Der bis ins hohe Alter ungemein produktive Autor, gefragte Experte und charmante Netzwerker Flierl wurde mit der Zeit vielen zum geschätzten Gesprächspartner, Ratgeber und väterlichen oder großväterlichen Freund. Bei den IRS-Werkstattgesprächen zur DDR-Planungsgeschichte war er Stamm- und faktisch Ehrengast. Zuletzt, im Mai 2022, konnte er aus gesundheitlichen Gründen jedoch nur noch zusammen mit seinem Sohn Thomas Flierl (der als Architekturhistoriker und Kulturpolitiker seinerseits Akzente gesetzt und vielfach mit dem IRS kooperiert hat) kurz digital dazu geschaltet werden – ein sehr bewegender Moment für die Teilnehmenden im Konferenzsaal des IRS.

Zu erledigen |
A – Übertrage den Satz „Bei den IRS-Werkstattgesprächen zur DDR-Planungsgeschichte war er Stamm- und faktisch Ehrengast.“ aus dem Text über Flierl ins Englische.
B – Führe den Text über Flierl nach seinem letzten Satz weiter.
Die Einträge haben mit dem Text nichts zu tun.

Ausgelesene Dateneinträge |
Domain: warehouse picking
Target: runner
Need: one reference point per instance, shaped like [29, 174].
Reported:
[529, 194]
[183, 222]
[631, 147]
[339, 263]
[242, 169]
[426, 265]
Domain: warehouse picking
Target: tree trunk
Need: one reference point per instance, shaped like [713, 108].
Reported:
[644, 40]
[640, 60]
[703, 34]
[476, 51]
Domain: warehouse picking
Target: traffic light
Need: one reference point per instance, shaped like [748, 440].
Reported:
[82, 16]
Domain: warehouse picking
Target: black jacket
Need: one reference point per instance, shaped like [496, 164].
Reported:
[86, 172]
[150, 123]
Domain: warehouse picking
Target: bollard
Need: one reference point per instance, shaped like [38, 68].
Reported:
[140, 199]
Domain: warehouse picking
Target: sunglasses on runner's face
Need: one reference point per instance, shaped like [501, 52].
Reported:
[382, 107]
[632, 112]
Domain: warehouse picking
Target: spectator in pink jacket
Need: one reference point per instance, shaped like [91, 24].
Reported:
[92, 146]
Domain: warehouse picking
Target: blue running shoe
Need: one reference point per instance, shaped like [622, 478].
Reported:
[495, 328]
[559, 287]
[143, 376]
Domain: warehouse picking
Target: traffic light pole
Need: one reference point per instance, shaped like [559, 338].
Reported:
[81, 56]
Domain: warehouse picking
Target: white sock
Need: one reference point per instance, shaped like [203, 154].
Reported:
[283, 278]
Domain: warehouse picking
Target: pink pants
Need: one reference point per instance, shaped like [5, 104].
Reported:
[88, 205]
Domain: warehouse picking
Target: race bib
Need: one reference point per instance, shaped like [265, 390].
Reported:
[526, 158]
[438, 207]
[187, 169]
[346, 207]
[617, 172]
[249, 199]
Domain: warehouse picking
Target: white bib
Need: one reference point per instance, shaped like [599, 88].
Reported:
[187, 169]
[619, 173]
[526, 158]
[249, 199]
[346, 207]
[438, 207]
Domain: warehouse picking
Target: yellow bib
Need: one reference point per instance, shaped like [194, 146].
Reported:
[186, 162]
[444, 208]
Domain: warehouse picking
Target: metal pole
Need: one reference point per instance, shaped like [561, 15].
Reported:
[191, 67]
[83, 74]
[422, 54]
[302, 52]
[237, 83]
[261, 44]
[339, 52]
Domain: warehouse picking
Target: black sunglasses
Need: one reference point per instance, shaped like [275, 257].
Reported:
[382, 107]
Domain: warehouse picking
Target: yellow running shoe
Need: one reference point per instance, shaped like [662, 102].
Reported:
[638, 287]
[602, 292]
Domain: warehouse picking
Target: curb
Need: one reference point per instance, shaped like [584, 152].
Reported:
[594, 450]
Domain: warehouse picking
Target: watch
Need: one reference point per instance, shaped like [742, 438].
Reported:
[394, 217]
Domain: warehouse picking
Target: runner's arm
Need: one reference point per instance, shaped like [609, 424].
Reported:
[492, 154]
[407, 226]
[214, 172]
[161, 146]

Antworten je Aufgabe |
A – At the IRS workshop discussions on the planning history of the GDR, he was a regular and, in effect, a guest of honor.

B –
Bruno Flierls Beziehung zum IRS reicht jedoch bis in die DDR-Zeit zurück, da er längere Zeit wissenschaftlicher Mitarbeiter des Instituts für Städtebau und Architektur (ISA) der Bauakademie war, der Vorgängereinrichtung des IRS. Seine wichtigste formelle Position hatte er freilich schon Anfang der 1960er-Jahre inne, als dynamischer Chefredakteur der führenden DDR-Fachzeitschrift Deutsche Architektur (DA) – wenn auch nicht lange: Damals hoffte er noch auf Reformmöglichkeiten im Bauwesen, verlor jedoch bald auf Grund seiner kritischen Einstellung seinen Posten. So hatte er 1963 das niederschwellige, vergleichsweise offene „Müggelturmgespräch“ des neuen Bauministers Junker mit Architekten und Stadtplanern auszugsweise dokumentiert, mit einem Schwerpunkt auf kritischen Passagen. Die gedruckte, mit dem Minister nicht abgestimmte Dokumentation rief erheblichen Unmut bei Staats- und Parteifunktionären hervor, und aus den noch nicht ausgelieferten Exemplaren des DA-Hefts wurde die entsprechende Seite herausgetrennt.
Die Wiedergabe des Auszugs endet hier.